TEXT EXCERPT
## START

Prisoner's dilemma : Machine Learning bots to solve the Prisoner's dilemma [help needed]
Python implementation of the Prisoner's dilemma with the classical strategies, and two machine learning agents: QLearning and DeepQLearning.
I wanted to solve the Prisoner's dilemma using machine learning bots. There is already two agents available, QLearning and DeepQLearning (Deepmind). Both agents works on simple learning task:
- learn how to play against a given strategy (titfortat, grim, ...).
- learn to the play against another both in the non iterated version of the game.
However, both agents (QLearning/DeepQLearning) still fail to converge to work together on the iterated version of the game. It would make themself better if they would learn to cooperate with each other but it appears that they rarely do so. They frequently implement the "titfortat" strategy, but are trapped in a devious circle where they alternate "defect" and "cooperate".

## END

TASKS FOR THIS EXERCISE
a) Rewrite the paragraph beginning "However, both agents" from the Prisoner's dilemma post as a short bulleted list that keeps its main facts.
b) Using the Prisoner's dilemma post, explain in one to three sentences why the agents' failure to cooperate on the iterated version is a problem.
c) Which two machine learning agents does the Prisoner's dilemma post name?

(Recorded data)
## START

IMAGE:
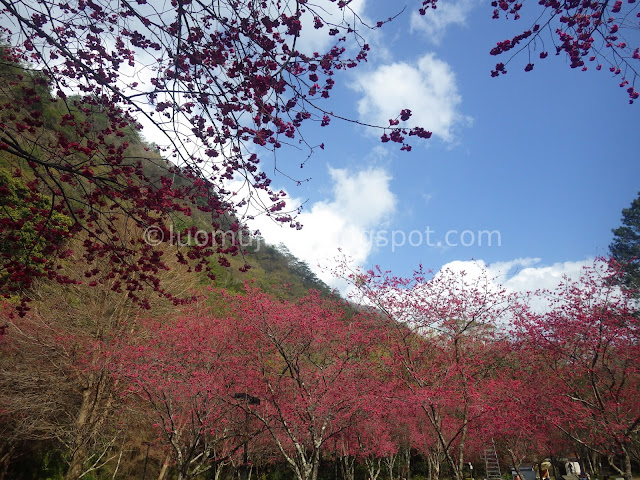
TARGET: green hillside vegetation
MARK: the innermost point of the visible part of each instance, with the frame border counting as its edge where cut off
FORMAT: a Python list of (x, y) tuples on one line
[(271, 268)]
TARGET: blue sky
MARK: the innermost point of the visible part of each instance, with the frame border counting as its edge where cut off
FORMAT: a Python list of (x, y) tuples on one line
[(547, 158)]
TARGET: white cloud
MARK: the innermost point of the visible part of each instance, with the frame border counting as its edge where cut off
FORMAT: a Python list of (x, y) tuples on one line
[(428, 88), (435, 23), (523, 275), (360, 202)]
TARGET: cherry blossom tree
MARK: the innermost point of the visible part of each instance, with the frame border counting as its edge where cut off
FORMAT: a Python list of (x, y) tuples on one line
[(446, 345), (221, 87), (600, 34), (588, 343), (308, 362)]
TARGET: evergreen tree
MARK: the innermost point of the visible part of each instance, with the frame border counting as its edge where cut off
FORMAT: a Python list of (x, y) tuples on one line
[(625, 247)]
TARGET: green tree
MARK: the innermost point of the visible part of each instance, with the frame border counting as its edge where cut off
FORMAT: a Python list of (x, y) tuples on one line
[(625, 247)]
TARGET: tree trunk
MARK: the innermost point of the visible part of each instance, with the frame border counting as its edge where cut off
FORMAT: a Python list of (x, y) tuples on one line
[(347, 466), (96, 401), (390, 461), (165, 465)]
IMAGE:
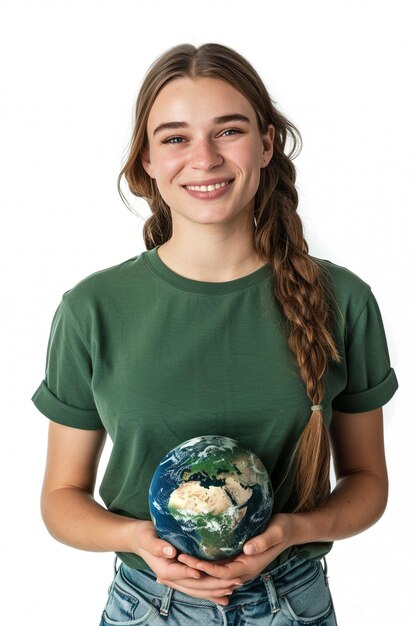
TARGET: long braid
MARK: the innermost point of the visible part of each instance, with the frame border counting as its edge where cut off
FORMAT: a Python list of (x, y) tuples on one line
[(305, 298)]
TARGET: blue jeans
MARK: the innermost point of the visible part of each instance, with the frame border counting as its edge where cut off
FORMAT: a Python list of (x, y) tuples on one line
[(295, 593)]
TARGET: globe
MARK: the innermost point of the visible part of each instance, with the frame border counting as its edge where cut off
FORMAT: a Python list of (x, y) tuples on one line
[(209, 495)]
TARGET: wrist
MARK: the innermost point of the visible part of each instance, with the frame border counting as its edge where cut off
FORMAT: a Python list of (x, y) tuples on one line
[(133, 533)]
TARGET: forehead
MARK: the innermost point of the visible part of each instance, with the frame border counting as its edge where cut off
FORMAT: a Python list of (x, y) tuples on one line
[(197, 100)]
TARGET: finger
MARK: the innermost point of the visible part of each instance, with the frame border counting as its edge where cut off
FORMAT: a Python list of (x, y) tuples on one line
[(261, 543), (156, 546), (178, 571), (219, 596), (227, 572)]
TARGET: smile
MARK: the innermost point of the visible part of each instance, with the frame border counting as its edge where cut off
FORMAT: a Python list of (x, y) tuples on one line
[(206, 188)]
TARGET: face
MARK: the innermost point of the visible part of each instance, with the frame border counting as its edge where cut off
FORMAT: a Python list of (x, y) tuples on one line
[(205, 150)]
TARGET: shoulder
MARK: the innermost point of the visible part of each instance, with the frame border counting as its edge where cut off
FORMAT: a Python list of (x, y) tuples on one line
[(350, 291), (104, 285)]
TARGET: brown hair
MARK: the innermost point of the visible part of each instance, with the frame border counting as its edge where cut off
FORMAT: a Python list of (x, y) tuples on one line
[(300, 285)]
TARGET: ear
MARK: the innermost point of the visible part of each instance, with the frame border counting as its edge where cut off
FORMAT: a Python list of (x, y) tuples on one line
[(268, 145), (146, 162)]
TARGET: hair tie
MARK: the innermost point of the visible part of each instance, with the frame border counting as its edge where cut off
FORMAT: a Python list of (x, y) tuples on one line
[(317, 407)]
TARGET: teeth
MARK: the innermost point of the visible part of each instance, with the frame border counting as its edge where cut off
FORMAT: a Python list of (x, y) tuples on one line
[(207, 187)]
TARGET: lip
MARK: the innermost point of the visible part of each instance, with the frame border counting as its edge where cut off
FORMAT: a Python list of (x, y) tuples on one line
[(210, 195), (209, 181)]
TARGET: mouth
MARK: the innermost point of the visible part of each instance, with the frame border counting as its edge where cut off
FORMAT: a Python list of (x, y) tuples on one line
[(213, 186)]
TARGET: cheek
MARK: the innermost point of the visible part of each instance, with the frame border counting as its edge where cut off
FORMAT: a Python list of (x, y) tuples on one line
[(166, 167)]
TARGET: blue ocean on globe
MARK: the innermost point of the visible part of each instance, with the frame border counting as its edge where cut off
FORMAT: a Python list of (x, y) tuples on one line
[(209, 496)]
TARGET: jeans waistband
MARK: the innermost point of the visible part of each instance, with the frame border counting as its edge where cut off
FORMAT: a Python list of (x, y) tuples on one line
[(270, 584)]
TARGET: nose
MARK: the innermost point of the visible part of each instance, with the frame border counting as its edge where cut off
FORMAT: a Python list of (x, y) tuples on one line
[(205, 155)]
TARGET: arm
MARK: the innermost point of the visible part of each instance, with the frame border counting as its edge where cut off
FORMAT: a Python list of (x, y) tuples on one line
[(356, 503), (73, 517)]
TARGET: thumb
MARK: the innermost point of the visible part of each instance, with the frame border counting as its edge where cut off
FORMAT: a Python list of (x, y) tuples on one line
[(262, 542)]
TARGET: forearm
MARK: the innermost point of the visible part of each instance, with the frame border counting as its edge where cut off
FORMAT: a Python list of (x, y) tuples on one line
[(355, 504), (73, 517)]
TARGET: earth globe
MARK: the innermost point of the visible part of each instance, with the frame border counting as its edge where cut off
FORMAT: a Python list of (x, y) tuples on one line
[(210, 495)]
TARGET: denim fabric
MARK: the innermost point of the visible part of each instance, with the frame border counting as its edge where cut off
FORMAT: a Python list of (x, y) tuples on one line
[(295, 593)]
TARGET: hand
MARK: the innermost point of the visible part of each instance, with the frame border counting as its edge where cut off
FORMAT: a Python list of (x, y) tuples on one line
[(257, 553), (161, 558)]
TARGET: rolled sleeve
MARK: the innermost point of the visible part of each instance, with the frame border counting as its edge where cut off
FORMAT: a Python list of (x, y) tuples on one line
[(371, 381), (65, 395)]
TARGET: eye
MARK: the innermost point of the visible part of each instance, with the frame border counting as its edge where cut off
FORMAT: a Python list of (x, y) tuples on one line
[(231, 130), (173, 140)]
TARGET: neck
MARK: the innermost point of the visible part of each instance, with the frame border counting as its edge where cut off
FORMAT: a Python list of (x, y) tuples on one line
[(211, 255)]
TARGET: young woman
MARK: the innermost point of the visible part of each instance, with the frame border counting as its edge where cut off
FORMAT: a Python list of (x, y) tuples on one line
[(224, 325)]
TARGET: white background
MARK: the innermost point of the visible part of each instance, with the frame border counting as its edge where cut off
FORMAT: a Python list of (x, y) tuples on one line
[(344, 72)]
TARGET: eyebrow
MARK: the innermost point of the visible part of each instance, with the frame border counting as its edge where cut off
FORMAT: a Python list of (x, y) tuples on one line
[(233, 117)]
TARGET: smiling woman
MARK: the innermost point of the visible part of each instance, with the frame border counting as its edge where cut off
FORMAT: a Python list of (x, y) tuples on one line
[(225, 325), (209, 173)]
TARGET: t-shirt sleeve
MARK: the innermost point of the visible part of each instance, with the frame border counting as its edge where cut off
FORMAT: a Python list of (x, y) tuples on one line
[(65, 395), (371, 381)]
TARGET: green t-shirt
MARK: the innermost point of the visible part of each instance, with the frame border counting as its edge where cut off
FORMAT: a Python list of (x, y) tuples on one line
[(156, 358)]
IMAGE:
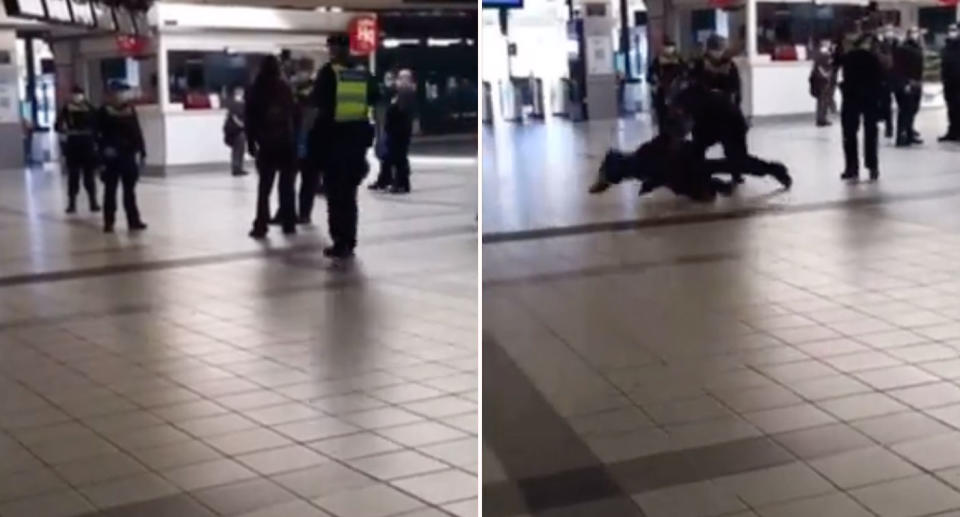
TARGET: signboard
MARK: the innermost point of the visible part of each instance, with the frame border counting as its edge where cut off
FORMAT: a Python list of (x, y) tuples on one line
[(125, 23), (503, 4), (363, 35), (131, 45)]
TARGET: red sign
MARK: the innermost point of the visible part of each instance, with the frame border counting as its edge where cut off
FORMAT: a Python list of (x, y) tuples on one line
[(131, 45), (363, 35)]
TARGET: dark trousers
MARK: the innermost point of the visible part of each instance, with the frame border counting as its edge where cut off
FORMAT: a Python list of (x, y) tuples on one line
[(270, 163), (908, 104), (80, 165), (342, 177), (121, 171), (951, 95), (398, 162), (852, 112)]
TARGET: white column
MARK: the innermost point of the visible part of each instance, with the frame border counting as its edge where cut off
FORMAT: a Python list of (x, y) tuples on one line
[(163, 78)]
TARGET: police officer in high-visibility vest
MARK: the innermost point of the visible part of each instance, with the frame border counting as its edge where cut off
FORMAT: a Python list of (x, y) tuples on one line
[(76, 122), (342, 132)]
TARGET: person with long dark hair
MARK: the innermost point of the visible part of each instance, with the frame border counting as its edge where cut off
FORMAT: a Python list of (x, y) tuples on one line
[(271, 139)]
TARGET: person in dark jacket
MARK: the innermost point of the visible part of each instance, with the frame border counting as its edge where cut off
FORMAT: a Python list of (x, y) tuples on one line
[(861, 90), (398, 129), (908, 84), (123, 153), (712, 102), (77, 122), (886, 46), (678, 164), (950, 74), (662, 75), (343, 94), (271, 139)]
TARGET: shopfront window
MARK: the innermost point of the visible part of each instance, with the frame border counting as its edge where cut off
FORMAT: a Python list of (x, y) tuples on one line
[(798, 26), (199, 79)]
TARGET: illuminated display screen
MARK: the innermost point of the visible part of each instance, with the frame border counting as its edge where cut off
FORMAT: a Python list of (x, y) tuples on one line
[(26, 8), (59, 11)]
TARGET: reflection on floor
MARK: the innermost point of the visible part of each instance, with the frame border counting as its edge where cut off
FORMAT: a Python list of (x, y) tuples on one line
[(792, 362), (190, 371)]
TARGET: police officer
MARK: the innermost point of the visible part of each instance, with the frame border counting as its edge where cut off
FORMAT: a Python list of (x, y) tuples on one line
[(663, 74), (950, 74), (908, 83), (861, 90), (271, 139), (77, 121), (713, 103), (123, 153), (342, 133)]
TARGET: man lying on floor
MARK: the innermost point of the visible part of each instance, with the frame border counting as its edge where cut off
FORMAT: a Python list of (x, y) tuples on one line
[(680, 166)]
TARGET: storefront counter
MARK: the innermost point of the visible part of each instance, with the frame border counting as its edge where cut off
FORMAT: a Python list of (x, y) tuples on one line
[(177, 138)]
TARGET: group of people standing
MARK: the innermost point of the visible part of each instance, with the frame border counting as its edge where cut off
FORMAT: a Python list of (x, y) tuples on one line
[(321, 128), (108, 139)]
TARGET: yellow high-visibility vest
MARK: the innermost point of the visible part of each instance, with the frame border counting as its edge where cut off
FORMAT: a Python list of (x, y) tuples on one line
[(351, 95)]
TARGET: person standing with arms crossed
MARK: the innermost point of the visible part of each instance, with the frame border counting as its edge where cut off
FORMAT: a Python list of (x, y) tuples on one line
[(861, 90), (342, 134), (77, 121)]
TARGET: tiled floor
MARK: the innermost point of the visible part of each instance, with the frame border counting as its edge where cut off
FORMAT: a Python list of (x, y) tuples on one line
[(799, 359), (190, 371)]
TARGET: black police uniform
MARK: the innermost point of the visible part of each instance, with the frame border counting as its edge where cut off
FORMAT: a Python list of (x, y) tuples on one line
[(713, 102), (341, 147), (861, 90), (77, 120), (122, 149), (908, 80), (950, 74)]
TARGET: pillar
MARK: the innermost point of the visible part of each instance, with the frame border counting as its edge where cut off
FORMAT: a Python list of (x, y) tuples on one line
[(11, 130)]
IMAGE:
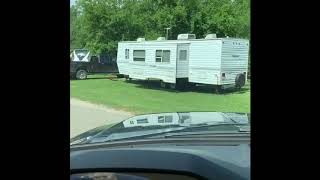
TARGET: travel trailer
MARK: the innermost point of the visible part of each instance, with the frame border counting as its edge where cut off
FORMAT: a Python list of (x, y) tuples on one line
[(222, 62)]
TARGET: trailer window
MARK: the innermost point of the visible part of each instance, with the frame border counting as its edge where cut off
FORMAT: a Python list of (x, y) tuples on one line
[(162, 55), (127, 53), (182, 55), (139, 55)]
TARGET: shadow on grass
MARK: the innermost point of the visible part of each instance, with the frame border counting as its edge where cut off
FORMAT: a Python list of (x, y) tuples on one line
[(152, 84)]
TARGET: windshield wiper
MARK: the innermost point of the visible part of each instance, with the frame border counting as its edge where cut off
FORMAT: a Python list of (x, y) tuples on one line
[(182, 129)]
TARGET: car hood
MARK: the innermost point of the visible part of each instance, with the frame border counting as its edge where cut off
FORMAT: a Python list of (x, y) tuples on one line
[(160, 123)]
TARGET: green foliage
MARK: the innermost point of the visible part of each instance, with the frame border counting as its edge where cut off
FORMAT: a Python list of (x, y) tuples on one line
[(100, 24)]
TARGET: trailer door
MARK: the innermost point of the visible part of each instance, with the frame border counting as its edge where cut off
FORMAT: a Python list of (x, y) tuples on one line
[(182, 60)]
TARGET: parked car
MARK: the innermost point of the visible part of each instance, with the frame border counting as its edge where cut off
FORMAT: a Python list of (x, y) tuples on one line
[(83, 63)]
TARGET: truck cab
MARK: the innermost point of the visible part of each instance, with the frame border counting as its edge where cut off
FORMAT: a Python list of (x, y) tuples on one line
[(82, 63)]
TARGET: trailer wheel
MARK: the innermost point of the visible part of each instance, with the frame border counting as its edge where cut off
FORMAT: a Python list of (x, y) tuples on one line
[(163, 84), (219, 89), (81, 74), (128, 79), (172, 86)]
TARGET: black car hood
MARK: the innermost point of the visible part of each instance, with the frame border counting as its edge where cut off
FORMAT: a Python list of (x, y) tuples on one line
[(161, 122)]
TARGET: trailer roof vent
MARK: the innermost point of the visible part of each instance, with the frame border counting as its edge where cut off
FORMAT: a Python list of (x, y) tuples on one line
[(141, 39), (186, 36), (211, 36), (161, 38)]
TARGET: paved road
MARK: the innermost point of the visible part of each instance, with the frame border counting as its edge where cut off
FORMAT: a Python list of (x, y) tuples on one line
[(85, 116)]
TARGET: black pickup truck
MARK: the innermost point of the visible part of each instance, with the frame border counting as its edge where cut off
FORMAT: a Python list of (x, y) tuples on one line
[(82, 64)]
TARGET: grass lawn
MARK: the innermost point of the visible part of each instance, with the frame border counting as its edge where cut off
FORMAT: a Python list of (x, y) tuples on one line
[(143, 97)]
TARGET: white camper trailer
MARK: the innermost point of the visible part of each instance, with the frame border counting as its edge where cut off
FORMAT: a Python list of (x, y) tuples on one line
[(216, 61)]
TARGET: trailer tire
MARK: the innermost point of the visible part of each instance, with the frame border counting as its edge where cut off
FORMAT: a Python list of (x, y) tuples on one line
[(172, 86), (219, 89), (81, 74)]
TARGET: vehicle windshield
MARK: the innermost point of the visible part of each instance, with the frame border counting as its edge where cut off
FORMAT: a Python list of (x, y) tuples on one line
[(81, 53), (162, 69), (153, 125)]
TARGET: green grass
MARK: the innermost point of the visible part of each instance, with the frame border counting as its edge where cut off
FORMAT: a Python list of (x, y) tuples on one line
[(136, 97)]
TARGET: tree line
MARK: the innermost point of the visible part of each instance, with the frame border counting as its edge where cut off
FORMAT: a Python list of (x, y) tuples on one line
[(99, 25)]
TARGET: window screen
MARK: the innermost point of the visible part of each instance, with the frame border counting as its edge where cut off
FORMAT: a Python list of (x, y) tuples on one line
[(158, 55), (162, 55), (160, 119), (141, 121), (183, 55), (168, 119), (139, 55), (127, 53)]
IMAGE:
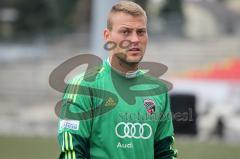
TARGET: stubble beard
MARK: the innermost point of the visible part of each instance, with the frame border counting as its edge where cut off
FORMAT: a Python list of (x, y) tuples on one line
[(122, 58)]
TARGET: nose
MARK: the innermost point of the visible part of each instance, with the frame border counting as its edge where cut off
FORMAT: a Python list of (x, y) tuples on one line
[(134, 38)]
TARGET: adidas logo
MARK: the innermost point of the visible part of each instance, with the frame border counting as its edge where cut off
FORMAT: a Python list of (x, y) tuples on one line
[(110, 102)]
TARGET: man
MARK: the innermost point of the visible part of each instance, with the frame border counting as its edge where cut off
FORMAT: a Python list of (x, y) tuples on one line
[(111, 117)]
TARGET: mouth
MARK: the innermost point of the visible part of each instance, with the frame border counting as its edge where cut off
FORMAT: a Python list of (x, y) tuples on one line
[(134, 50)]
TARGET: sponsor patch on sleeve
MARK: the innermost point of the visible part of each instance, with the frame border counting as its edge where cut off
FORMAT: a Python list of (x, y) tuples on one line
[(69, 124)]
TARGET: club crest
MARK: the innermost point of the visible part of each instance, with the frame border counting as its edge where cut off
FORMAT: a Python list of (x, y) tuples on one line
[(149, 104)]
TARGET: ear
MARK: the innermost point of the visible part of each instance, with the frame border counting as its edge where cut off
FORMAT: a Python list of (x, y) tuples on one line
[(106, 34)]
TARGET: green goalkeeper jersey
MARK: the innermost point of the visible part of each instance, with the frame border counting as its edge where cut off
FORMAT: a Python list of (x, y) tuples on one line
[(106, 115)]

## END

ANSWERS IN ORDER
a)
- On the iterated version of the game, the QLearning and DeepQLearning agents still fail to converge to working together.
- Learning to cooperate with each other would make them better, but they rarely do so.
- They often implement the "titfortat" strategy.
- They get trapped in a devious circle, alternating "defect" and "cooperate."

b) The post says the agents would make themselves better if they learned to cooperate with each other. They rarely do so, so they miss that improvement.

c) QLearning and DeepQLearning.